Segment Start: Extracted entries

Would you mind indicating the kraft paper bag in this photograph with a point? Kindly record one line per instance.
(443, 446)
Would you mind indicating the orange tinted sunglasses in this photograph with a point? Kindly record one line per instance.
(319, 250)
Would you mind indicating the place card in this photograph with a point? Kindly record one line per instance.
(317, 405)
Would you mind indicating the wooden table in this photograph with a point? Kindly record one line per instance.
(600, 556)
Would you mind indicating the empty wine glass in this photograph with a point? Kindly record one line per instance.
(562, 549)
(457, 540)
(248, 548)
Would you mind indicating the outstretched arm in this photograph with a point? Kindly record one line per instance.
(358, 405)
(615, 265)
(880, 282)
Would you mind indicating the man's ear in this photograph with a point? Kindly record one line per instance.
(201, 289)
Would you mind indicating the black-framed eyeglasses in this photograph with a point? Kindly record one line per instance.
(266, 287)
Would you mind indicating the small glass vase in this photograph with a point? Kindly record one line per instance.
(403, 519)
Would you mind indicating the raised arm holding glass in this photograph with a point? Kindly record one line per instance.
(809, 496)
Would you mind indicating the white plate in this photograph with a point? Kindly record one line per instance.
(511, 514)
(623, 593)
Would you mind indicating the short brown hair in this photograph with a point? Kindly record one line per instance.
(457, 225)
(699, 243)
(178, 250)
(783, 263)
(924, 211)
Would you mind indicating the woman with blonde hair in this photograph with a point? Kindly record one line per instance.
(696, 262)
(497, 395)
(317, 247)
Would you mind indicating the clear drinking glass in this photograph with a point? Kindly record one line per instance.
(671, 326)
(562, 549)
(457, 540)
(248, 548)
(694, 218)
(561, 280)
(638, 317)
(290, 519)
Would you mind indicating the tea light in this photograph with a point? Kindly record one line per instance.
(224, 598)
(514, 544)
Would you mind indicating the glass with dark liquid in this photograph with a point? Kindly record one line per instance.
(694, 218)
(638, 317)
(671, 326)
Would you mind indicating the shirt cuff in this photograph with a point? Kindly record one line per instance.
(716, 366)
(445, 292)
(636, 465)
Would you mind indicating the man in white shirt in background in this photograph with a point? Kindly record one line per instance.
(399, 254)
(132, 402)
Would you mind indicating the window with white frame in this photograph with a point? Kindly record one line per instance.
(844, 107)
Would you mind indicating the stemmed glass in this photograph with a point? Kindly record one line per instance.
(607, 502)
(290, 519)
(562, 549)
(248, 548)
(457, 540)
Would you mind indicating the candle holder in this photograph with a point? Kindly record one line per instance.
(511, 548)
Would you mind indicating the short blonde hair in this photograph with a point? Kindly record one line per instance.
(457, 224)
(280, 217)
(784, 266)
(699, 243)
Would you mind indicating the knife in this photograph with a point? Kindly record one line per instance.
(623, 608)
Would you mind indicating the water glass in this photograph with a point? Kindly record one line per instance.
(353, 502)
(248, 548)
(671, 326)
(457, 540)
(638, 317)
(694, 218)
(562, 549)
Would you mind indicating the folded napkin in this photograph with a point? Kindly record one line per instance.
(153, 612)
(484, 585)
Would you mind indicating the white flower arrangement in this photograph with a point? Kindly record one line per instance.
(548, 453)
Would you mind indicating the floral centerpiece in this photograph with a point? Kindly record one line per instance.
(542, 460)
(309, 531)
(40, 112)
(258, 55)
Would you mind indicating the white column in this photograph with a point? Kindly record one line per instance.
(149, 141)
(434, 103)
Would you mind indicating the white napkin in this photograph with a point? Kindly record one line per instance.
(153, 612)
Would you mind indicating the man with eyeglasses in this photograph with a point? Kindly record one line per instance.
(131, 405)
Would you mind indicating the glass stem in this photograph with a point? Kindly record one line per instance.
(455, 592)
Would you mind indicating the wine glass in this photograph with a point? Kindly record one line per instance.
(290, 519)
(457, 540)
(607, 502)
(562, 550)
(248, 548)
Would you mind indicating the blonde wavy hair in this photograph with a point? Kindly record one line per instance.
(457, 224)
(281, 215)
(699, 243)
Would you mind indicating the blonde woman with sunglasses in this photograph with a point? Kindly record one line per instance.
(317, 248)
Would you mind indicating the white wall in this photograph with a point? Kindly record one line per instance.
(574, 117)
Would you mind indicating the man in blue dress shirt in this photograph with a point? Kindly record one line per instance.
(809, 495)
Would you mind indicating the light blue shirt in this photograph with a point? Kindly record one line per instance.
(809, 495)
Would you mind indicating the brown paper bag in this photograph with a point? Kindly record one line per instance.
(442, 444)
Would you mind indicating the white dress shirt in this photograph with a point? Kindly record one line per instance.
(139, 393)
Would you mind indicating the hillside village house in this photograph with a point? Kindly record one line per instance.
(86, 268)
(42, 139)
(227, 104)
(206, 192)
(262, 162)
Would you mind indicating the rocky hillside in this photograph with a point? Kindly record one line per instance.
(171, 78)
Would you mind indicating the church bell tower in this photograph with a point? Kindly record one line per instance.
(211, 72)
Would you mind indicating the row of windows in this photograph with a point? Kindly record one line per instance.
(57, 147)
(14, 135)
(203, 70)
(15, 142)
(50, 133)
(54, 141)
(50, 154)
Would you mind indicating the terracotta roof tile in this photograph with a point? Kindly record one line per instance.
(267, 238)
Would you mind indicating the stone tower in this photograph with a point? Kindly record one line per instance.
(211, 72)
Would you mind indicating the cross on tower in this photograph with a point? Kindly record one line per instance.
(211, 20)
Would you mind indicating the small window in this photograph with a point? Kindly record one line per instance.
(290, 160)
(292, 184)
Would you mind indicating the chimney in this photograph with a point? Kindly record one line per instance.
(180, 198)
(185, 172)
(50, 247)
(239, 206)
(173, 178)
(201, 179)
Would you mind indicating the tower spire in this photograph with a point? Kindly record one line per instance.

Segment End: Extracted entries

- **What needs to be done**
Repeat every line of the records, exactly as given.

- **Response**
Would you mind indicating the kraft paper bag in this photograph with a point? Kindly record one line per instance.
(443, 446)
Would you mind indicating the orange tinted sunglasses in this photograph with a point? Kindly record one line per instance.
(319, 250)
Would you mind indicating the place card in this photograph with a point? Kindly record one line per instance.
(317, 405)
Would you mind indicating the wooden table in this photograph with a point? Kindly record one line per instance.
(600, 556)
Would you mind indicating the empty wine glass in this photograph with a point? Kindly record one line per instance.
(562, 549)
(457, 540)
(248, 548)
Would you mind indicating the outstretched arm in this photograph with a point? Kindly record one line per instance.
(358, 405)
(615, 265)
(880, 282)
Would you mind indicating the man's ear in this photograph with a point? Kindly record one line per instance.
(201, 289)
Would you mind indicating the black-framed eyeglasses in this photograph with a point? Kindly record one line per instance.
(266, 287)
Would you mind indicating the small glass vase in this photograph with a point? Kindly record one line per instance.
(403, 519)
Would you mind indicating the raised arm holding glass in this photograph with a point? Kindly record one line per instance.
(809, 496)
Would you mind indicating the white plate in this photograph with a point? Kindly record one line per instance.
(511, 514)
(623, 593)
Would you mind indicating the short brown hair in this photograph with a point? Kindly record one line per instance.
(457, 225)
(699, 243)
(178, 250)
(783, 263)
(924, 211)
Would you mind indicating the woman with blonde hair in this photograph with a point? Kindly record one line per instance.
(696, 262)
(497, 395)
(317, 247)
Would you mind indicating the clear drinking glass in this photograph with a point? Kindly record one line per instance.
(671, 326)
(562, 549)
(457, 540)
(248, 548)
(694, 218)
(561, 280)
(638, 317)
(290, 519)
Would you mind indicating the tea light in this photograph with a point? Kindly record one line per instance.
(224, 598)
(514, 544)
Would you mind indicating the glass with dark liquid in this photograph with a point? Kindly record one line per instance.
(694, 218)
(638, 317)
(671, 326)
Would you mind indicating the shirt cuff in this photograph with a point? Kindly record one line per instance.
(716, 366)
(445, 292)
(636, 465)
Would you mind indicating the man in white shirt in background in this photograph with a point? Kindly record one line per instance.
(399, 254)
(132, 402)
Would you mind indicating the window with white frame in this photograph with a point? Kindly record one line per instance.
(844, 107)
Would you mind indicating the stemmed glass in this photograph with a point? Kindly record one line per instance.
(607, 502)
(290, 519)
(562, 549)
(248, 548)
(457, 540)
Would you mind indicating the candle holder in this photograph with a point? Kindly record one line per instance.
(511, 548)
Would you mind indicating the short blonde hair in this photograph with a point? Kindly record one line per instance.
(457, 224)
(280, 217)
(784, 266)
(699, 243)
Would you mind indicating the knife in this photograph with a point? Kindly record one line per instance.
(623, 608)
Would you mind indicating the water glass in this photograph with a point? Kindly record one line per instance.
(353, 502)
(248, 548)
(671, 326)
(457, 540)
(638, 317)
(694, 218)
(562, 549)
Would you mind indicating the folded napkin in this photograph with a point? Kindly record one line per instance.
(153, 612)
(484, 585)
Would you mind indicating the white flower arrangement in this photograph with a point? Kindly record one line per instance.
(548, 453)
Would you mind indicating the floral centerpiece in this photograph with a point? Kindly record one line per instance.
(542, 460)
(309, 531)
(40, 112)
(258, 55)
Would you mind indicating the white column in this photograph with a point? Kindly record one line per instance.
(149, 141)
(434, 103)
Would you mind indicating the white napkin in this photograph with a point? Kindly record one line per instance.
(153, 612)
Would you mind indicating the man with eyeglasses in this photograph with a point? Kindly record one line per instance.
(131, 405)
Would you mind indicating the glass stem in this photograph with a point? Kindly record one line per instance.
(455, 592)
Would you mind indicating the wine glass in this photograph with a point? Kindly record one line per instance.
(290, 519)
(457, 540)
(607, 502)
(562, 550)
(248, 548)
Would you mind indicating the blonde wavy hair in this photograph with a point? Kindly record one line per instance.
(457, 224)
(281, 215)
(699, 243)
Would you mind indicating the blonde woman with sunglasses in this photograph with a point? Kindly record one line per instance.
(317, 248)
Would you mind indicating the white wall in this photograph with a point? Kindly record one line per instance.
(574, 117)
Would you mind indicating the man in blue dress shirt in this photograph with a point? Kindly record one line per instance.
(809, 495)
Would you mind indicating the light blue shirt in this photograph with a point? Kindly record one line per instance.
(809, 495)
Would you mind indicating the brown paper bag in this photograph with a point? Kindly record one line per instance.
(442, 444)
Would you mind indicating the white dress shirt in this photograph with a point? Kindly record one line per instance.
(139, 393)
Would you mind indicating the hillside village house in this photograph with a point? Kindly record one line per instance.
(86, 268)
(42, 139)
(227, 104)
(206, 192)
(262, 162)
Would you mind indicating the rocky hillside in this photograph with a point? Kindly record one line per instance.
(171, 78)
Would you mind indicating the church bell tower in this photograph with a point? Kindly record one line per instance.
(211, 72)
Would you mind indicating the row of windows in this photograph with a point? Kindly record one line per instance.
(57, 147)
(14, 135)
(203, 70)
(15, 142)
(50, 133)
(54, 141)
(50, 154)
Would you mind indicating the terracotta roof tile in this photograph with a point? Kindly record one line per instance.
(267, 238)
Would you mind indicating the stone tower in this photograph with a point? Kindly record one line per instance.
(211, 72)
Would you mind indicating the cross on tower in this photograph with a point? Kindly record one line per instance.
(211, 20)
Would you mind indicating the small window in this photograph with a point? Kindly record one line per instance.
(290, 160)
(292, 184)
Would you mind indicating the chimney in this photograph with a point? Kindly record one line per instance.
(180, 198)
(185, 172)
(50, 247)
(239, 206)
(173, 178)
(201, 179)
Would you mind indicating the tower spire in this photograph with a point? Kindly record one line per instance.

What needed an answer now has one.